[EXERCISE MATERIAL — start]
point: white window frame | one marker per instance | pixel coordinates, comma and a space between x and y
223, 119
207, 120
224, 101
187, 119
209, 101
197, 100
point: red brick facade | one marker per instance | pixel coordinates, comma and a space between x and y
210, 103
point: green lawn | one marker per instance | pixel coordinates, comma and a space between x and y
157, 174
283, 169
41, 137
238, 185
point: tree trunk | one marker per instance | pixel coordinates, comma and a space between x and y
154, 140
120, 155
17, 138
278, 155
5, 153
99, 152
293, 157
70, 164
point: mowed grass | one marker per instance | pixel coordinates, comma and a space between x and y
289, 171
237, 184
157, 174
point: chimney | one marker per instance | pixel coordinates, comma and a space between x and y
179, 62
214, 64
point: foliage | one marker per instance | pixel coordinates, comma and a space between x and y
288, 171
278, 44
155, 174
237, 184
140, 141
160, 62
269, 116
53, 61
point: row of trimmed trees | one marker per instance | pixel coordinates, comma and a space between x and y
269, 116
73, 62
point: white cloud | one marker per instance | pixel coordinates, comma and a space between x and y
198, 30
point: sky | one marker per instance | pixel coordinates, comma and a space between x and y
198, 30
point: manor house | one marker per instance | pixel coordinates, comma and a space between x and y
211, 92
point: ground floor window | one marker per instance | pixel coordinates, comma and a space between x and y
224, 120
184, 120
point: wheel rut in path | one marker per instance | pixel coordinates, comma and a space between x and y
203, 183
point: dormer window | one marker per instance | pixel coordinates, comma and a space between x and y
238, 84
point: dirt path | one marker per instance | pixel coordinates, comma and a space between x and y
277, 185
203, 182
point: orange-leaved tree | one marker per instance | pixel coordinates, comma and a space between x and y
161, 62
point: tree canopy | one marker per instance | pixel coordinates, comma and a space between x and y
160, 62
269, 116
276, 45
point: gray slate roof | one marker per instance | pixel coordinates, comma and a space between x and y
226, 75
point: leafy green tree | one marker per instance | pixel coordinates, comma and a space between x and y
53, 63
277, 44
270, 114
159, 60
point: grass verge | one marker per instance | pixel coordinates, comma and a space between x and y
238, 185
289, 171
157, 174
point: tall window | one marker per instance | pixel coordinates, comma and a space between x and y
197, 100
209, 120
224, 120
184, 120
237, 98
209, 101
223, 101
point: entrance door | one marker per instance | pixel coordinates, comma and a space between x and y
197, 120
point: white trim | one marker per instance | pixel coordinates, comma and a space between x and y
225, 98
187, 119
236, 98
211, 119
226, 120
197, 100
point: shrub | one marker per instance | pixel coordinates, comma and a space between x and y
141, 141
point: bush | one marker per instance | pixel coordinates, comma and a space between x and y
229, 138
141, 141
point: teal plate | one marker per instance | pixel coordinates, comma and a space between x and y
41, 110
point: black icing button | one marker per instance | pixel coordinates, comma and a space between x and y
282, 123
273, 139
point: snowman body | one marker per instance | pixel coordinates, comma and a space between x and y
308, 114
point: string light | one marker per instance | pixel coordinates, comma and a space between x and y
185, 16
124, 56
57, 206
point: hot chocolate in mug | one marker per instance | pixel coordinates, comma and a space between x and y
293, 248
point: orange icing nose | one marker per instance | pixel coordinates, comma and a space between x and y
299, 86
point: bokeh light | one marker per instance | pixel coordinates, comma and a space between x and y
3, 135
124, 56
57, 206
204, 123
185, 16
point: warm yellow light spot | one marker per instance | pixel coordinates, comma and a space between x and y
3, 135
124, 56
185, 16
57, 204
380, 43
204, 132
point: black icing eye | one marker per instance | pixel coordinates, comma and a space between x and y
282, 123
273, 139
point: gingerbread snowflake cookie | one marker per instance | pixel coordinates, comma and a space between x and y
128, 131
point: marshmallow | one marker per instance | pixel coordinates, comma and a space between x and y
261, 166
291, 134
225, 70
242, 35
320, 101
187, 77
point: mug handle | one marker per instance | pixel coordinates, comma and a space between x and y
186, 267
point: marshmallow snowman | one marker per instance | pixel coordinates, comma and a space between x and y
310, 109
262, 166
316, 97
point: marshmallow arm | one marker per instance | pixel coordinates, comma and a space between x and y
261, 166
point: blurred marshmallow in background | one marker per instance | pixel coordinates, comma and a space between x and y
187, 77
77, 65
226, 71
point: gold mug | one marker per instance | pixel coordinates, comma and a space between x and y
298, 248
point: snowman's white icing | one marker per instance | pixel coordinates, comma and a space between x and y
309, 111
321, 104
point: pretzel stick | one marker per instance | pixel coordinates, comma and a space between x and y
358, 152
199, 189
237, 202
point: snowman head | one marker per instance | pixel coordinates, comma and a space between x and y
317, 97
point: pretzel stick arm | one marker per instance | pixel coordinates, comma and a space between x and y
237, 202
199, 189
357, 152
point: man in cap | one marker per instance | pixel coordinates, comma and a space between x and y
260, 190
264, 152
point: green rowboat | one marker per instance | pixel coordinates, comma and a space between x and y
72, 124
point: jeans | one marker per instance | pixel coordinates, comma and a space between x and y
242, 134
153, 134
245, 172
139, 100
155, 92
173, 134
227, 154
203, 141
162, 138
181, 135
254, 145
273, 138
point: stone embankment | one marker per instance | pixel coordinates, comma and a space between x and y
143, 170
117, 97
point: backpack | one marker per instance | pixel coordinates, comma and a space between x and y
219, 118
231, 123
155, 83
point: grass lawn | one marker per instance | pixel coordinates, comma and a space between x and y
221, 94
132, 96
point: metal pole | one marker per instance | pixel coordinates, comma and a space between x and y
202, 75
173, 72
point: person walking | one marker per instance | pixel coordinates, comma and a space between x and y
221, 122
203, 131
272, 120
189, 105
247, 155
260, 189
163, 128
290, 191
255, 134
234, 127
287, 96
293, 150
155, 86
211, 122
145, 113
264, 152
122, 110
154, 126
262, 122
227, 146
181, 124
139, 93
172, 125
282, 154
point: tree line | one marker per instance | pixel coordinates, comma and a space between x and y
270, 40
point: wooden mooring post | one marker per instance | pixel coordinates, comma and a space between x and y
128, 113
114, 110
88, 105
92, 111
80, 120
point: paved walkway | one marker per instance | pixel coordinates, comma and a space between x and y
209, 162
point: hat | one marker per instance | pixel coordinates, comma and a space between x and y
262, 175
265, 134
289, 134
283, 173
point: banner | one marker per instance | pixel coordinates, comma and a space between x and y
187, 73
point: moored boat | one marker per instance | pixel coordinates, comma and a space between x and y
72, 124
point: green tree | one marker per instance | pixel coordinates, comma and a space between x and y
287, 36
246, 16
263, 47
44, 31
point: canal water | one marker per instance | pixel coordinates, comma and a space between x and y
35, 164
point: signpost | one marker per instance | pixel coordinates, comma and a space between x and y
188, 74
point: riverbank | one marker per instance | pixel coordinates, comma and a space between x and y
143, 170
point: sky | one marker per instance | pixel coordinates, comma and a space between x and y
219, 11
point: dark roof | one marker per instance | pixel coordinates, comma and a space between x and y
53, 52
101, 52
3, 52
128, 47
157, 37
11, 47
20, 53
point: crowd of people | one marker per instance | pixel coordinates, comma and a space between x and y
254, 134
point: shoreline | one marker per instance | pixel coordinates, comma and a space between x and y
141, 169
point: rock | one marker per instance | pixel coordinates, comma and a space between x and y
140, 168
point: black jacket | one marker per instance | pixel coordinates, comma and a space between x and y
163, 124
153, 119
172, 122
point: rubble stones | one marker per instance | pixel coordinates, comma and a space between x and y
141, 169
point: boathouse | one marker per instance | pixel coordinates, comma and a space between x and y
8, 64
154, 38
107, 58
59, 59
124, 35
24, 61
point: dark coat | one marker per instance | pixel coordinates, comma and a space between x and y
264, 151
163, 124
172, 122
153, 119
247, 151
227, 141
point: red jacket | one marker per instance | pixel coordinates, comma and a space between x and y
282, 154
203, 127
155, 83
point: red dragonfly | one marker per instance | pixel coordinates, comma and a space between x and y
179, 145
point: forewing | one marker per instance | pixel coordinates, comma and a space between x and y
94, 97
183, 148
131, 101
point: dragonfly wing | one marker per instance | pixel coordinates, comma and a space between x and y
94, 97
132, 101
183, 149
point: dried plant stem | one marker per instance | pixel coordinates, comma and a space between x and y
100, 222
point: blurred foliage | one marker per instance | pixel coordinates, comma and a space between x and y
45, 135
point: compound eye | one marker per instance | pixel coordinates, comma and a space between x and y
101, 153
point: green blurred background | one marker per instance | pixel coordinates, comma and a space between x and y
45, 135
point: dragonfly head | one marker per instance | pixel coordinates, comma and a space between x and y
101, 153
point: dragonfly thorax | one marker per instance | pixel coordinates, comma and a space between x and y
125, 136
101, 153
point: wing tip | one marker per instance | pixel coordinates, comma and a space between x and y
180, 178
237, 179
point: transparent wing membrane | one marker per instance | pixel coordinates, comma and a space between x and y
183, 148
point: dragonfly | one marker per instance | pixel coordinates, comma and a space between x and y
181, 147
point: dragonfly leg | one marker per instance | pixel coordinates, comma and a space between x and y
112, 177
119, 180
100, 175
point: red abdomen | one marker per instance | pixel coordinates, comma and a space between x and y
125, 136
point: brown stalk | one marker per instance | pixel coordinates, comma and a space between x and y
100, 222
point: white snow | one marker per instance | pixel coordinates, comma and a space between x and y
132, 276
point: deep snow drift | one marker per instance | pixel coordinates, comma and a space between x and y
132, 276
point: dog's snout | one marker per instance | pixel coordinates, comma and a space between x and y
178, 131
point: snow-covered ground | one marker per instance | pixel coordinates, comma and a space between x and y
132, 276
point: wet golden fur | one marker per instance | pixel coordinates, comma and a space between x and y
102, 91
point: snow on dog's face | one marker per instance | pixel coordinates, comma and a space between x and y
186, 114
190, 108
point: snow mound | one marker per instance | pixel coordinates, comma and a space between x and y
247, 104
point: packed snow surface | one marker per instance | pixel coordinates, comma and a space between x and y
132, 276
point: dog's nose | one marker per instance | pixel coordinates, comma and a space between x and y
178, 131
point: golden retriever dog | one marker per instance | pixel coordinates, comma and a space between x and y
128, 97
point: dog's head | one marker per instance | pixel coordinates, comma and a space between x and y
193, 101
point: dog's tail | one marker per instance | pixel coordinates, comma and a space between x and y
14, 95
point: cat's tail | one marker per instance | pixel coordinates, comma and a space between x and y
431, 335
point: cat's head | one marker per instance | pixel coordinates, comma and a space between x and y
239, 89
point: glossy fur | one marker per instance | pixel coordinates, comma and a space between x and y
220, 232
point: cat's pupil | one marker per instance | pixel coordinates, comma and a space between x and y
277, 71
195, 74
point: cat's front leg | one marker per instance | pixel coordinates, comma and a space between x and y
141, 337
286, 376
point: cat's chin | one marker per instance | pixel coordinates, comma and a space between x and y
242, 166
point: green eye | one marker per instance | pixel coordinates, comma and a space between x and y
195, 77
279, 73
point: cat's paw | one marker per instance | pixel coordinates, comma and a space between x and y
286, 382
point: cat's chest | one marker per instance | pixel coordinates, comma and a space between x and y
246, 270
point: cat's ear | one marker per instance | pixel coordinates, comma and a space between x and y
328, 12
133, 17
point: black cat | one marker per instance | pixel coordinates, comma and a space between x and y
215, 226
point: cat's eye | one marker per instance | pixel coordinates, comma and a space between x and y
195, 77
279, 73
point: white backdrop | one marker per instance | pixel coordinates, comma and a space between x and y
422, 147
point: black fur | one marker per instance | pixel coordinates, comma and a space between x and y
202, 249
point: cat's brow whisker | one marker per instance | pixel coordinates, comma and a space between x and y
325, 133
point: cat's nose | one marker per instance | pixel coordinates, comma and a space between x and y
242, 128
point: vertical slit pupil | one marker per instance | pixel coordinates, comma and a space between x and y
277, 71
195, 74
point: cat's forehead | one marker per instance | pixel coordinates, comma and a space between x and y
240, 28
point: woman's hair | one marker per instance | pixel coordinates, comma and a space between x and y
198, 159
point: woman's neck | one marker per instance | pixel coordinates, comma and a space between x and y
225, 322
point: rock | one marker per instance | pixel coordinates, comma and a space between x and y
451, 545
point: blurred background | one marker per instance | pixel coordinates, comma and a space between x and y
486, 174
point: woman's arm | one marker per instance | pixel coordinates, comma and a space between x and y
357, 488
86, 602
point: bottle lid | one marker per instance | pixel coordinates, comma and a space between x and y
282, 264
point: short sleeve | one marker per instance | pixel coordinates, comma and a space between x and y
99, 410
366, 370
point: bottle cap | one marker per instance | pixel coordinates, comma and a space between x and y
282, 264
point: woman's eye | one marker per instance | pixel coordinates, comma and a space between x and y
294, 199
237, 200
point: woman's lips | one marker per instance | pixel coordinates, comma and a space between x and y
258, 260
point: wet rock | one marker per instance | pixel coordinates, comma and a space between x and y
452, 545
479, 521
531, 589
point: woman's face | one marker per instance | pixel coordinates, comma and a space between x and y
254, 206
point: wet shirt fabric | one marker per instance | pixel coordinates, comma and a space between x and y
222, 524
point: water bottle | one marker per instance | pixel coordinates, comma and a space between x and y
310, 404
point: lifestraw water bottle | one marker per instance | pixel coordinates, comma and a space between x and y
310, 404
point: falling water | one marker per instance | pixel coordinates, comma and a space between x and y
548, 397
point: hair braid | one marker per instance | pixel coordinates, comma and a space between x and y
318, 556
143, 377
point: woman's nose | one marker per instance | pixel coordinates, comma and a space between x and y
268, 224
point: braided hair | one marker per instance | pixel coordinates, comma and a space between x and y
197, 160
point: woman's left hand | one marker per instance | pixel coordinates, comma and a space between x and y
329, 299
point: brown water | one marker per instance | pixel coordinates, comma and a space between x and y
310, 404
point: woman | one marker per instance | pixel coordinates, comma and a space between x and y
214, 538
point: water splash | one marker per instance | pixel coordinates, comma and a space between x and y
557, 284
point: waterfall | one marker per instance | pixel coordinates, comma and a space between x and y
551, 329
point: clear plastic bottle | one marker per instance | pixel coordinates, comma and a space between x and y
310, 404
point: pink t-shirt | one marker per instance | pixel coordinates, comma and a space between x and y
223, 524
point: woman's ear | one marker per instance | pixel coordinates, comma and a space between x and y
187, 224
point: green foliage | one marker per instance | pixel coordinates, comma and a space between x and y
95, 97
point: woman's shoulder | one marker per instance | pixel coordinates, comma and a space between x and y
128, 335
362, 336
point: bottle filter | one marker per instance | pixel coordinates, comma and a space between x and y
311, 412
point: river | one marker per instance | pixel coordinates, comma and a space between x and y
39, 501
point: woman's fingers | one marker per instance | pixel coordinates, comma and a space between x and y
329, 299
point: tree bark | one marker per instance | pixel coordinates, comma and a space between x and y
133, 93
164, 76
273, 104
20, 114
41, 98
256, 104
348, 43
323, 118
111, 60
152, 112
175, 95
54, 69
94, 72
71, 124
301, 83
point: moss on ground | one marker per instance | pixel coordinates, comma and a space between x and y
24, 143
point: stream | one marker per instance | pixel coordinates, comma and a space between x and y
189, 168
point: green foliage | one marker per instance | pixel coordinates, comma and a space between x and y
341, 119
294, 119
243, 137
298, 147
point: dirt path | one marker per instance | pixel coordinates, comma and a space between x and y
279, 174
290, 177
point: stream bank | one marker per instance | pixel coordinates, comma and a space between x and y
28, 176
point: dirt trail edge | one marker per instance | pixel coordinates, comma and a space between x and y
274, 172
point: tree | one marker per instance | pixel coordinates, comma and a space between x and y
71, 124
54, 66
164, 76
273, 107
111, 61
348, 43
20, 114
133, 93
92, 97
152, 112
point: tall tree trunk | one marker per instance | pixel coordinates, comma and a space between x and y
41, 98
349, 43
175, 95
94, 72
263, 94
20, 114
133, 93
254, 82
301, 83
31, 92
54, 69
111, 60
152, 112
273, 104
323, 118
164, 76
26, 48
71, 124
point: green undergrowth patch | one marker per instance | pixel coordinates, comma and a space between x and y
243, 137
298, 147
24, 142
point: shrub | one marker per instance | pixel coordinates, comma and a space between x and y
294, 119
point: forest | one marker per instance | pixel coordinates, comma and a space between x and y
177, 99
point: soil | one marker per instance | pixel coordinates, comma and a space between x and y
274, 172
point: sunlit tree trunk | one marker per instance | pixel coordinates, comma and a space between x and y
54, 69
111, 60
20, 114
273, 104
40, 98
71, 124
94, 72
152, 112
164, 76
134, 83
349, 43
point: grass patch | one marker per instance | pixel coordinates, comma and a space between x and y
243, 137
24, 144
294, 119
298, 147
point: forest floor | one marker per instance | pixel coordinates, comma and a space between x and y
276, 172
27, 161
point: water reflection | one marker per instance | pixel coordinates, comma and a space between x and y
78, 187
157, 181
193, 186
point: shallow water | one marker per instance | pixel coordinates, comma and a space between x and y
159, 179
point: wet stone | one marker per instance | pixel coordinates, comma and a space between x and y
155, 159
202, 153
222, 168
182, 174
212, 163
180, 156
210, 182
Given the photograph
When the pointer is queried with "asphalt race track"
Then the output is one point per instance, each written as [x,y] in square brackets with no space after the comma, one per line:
[EXERCISE MATERIAL — finish]
→ YOUR INSTRUCTIONS:
Whenever a line in the data holds "with", copy that line.

→ PROBLEM SOLUTION:
When the pointer is queried with "asphalt race track"
Then the output is one point per instance, each written as [x,y] in square brackets with no space after the comma, one per line:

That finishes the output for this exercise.